------ Data in this exercise ------

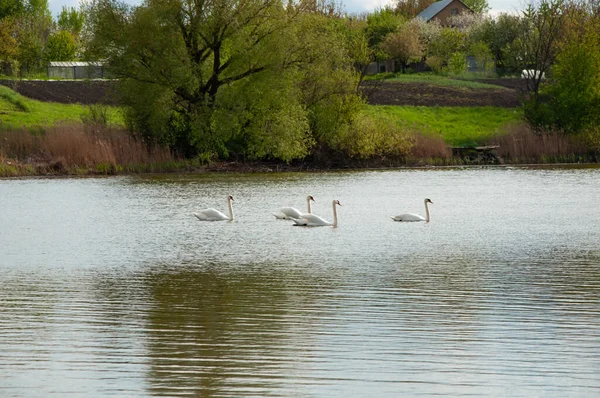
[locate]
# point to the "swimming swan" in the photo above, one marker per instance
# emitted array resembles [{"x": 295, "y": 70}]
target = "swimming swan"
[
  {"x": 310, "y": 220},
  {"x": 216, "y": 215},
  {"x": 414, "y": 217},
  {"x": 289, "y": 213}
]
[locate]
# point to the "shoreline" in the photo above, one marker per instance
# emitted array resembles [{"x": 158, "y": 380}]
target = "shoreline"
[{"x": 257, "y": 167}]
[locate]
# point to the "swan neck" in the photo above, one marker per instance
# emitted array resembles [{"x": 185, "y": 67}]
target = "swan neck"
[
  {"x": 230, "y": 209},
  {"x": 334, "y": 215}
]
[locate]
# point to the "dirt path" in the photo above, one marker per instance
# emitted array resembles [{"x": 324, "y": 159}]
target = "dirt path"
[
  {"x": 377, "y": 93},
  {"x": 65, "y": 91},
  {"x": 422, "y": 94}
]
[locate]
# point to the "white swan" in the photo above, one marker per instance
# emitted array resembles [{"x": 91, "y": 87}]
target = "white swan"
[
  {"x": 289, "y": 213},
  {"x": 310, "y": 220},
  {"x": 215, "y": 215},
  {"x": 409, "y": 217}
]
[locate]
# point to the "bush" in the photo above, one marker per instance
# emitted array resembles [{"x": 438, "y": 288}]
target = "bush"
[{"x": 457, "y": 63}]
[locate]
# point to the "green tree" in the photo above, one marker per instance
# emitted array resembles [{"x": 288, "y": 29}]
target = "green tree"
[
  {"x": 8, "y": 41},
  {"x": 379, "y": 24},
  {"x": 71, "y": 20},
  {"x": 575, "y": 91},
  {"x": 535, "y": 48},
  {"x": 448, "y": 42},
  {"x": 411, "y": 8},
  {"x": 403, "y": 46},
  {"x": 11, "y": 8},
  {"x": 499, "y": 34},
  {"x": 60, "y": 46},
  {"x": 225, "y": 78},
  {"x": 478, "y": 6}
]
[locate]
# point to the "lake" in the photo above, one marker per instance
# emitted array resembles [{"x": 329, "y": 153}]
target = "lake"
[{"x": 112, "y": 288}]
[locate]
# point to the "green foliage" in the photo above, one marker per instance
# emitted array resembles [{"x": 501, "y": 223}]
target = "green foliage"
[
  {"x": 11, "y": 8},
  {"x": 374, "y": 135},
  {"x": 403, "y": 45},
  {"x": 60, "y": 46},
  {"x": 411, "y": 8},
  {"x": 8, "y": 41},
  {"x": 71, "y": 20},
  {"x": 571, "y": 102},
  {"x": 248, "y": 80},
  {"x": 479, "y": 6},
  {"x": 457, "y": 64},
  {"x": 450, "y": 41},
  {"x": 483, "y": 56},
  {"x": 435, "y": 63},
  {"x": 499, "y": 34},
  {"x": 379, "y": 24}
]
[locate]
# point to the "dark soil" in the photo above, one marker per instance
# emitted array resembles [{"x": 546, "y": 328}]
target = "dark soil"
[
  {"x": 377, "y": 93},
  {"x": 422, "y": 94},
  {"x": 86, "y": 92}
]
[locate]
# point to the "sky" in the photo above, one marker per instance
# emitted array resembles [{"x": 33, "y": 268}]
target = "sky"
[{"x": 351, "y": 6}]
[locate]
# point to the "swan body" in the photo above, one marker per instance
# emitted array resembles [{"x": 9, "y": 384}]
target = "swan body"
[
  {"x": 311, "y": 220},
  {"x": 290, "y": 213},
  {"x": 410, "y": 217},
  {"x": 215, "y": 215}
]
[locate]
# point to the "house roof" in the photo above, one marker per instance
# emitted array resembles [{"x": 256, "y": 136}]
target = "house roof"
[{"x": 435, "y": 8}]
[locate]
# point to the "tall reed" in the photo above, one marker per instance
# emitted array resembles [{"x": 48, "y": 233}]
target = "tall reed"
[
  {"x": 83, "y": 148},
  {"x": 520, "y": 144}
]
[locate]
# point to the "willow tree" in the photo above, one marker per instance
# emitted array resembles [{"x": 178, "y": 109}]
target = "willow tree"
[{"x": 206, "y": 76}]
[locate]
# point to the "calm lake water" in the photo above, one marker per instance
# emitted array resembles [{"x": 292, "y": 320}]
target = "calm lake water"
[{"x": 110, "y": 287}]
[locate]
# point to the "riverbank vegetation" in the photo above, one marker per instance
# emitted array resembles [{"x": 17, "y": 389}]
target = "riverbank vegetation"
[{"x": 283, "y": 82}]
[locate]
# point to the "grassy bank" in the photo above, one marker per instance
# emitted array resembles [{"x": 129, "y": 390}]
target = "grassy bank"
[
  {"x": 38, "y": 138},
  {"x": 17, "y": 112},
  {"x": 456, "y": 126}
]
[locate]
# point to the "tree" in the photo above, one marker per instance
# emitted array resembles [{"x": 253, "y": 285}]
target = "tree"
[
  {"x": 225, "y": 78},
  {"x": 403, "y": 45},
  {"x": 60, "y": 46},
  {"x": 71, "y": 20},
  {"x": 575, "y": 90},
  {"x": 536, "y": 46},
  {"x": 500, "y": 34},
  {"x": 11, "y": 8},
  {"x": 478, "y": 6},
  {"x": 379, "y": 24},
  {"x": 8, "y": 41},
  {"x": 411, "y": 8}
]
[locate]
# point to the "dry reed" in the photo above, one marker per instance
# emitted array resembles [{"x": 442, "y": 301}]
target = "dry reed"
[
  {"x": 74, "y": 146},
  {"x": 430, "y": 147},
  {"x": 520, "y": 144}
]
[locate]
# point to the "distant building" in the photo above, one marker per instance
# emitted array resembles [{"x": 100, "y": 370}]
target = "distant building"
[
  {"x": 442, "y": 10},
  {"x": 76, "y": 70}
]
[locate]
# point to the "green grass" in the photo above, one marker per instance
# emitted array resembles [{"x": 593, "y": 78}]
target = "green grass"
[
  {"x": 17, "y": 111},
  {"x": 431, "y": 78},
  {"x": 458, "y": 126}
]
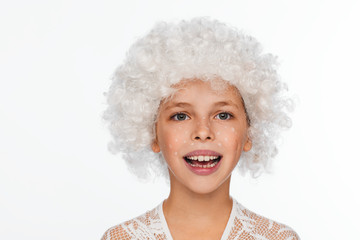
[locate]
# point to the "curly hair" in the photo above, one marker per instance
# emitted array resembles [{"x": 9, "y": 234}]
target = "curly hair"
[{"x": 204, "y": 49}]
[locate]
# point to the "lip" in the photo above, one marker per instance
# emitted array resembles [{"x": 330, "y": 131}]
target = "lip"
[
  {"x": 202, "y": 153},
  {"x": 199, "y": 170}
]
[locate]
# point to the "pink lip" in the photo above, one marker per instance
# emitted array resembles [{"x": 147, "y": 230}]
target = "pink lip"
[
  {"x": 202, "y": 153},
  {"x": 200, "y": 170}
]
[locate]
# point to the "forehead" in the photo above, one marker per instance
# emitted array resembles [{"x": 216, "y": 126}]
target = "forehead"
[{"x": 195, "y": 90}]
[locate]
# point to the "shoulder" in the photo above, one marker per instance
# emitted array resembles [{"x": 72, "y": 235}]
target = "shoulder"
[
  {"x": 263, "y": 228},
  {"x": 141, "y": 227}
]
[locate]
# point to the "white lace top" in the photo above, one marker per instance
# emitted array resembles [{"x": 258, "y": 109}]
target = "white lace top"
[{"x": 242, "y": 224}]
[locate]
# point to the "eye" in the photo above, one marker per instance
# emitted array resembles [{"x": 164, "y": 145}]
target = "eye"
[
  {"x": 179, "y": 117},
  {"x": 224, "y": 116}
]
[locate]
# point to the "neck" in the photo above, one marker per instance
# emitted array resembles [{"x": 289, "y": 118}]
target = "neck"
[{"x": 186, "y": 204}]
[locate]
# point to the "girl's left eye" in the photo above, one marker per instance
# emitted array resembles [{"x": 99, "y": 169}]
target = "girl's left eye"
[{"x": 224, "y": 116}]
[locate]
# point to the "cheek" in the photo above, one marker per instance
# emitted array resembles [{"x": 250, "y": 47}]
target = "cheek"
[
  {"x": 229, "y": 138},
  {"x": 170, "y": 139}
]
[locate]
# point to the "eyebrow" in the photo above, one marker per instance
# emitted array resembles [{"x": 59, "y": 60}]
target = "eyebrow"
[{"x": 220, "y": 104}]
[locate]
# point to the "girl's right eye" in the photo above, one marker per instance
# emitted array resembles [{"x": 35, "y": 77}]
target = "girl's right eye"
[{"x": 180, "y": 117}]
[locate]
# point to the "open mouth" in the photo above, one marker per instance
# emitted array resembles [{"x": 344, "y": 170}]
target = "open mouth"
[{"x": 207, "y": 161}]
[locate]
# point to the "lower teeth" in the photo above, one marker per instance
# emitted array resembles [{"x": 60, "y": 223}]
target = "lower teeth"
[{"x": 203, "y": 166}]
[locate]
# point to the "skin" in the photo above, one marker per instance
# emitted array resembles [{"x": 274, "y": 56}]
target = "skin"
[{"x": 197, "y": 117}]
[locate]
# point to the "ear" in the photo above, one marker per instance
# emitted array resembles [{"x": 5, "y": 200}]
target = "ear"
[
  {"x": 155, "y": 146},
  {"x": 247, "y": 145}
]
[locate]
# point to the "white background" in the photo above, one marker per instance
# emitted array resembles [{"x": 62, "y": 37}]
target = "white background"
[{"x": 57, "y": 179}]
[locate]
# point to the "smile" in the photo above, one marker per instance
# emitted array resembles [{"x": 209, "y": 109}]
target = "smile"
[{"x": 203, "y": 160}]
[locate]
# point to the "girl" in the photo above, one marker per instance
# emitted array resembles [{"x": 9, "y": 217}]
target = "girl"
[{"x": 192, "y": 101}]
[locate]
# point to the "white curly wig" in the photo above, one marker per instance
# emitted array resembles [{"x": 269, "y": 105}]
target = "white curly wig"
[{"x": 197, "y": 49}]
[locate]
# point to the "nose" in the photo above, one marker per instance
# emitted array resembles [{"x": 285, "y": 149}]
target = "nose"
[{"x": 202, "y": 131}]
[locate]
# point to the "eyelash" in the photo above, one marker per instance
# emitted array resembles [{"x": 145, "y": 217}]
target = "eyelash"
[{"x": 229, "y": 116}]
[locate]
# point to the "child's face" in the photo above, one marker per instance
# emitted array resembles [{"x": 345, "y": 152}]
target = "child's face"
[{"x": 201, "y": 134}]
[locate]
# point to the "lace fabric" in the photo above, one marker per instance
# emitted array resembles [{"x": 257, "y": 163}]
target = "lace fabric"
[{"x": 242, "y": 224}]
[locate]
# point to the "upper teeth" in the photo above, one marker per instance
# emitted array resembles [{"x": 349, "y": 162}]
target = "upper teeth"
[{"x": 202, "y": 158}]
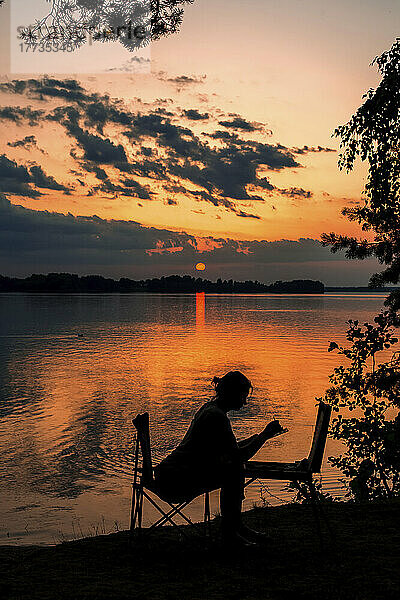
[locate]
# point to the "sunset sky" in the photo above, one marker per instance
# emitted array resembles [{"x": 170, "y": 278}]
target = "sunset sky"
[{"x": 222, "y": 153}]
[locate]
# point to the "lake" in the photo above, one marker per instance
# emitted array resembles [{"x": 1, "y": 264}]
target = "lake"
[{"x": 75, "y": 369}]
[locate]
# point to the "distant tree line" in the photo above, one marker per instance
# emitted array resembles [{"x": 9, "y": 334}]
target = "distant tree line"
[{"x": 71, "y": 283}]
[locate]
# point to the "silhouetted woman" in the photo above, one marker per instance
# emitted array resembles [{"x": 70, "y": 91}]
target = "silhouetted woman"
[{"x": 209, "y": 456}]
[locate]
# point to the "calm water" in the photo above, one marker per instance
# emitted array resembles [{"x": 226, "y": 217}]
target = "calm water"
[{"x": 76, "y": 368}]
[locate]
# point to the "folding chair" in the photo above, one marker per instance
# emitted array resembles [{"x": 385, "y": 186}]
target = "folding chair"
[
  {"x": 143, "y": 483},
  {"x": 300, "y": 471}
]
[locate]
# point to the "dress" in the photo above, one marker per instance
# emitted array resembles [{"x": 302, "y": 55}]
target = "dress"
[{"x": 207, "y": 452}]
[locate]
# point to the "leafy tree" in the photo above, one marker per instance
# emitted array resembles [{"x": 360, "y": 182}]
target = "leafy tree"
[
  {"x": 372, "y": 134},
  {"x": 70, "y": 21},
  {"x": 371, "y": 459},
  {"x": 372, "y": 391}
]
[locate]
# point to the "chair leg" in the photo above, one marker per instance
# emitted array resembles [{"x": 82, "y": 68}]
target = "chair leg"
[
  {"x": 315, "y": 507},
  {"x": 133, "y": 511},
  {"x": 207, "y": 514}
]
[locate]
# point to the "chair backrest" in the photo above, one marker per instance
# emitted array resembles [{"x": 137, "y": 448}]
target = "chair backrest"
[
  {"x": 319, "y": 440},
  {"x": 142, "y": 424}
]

------

Task prompt
From the entries above, pick out and copy every line that contains the string "willow".

Response to the exercise
# point to the "willow tree" in the photo above, one marker per instance
target = "willow tree"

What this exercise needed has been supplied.